[Entries from a point annotation set]
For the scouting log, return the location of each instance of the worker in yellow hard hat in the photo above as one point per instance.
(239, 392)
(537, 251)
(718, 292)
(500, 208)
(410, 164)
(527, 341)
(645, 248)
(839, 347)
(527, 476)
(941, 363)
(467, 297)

» **Problem requirements**: Reproduce the lines of the entries above with no changes.

» **Answer**:
For the scouting log, return the location of each instance of the worker in yellow hard hat in the photo above as one point per instance.
(239, 392)
(537, 251)
(718, 292)
(500, 208)
(410, 164)
(527, 341)
(645, 248)
(839, 347)
(527, 476)
(941, 363)
(467, 297)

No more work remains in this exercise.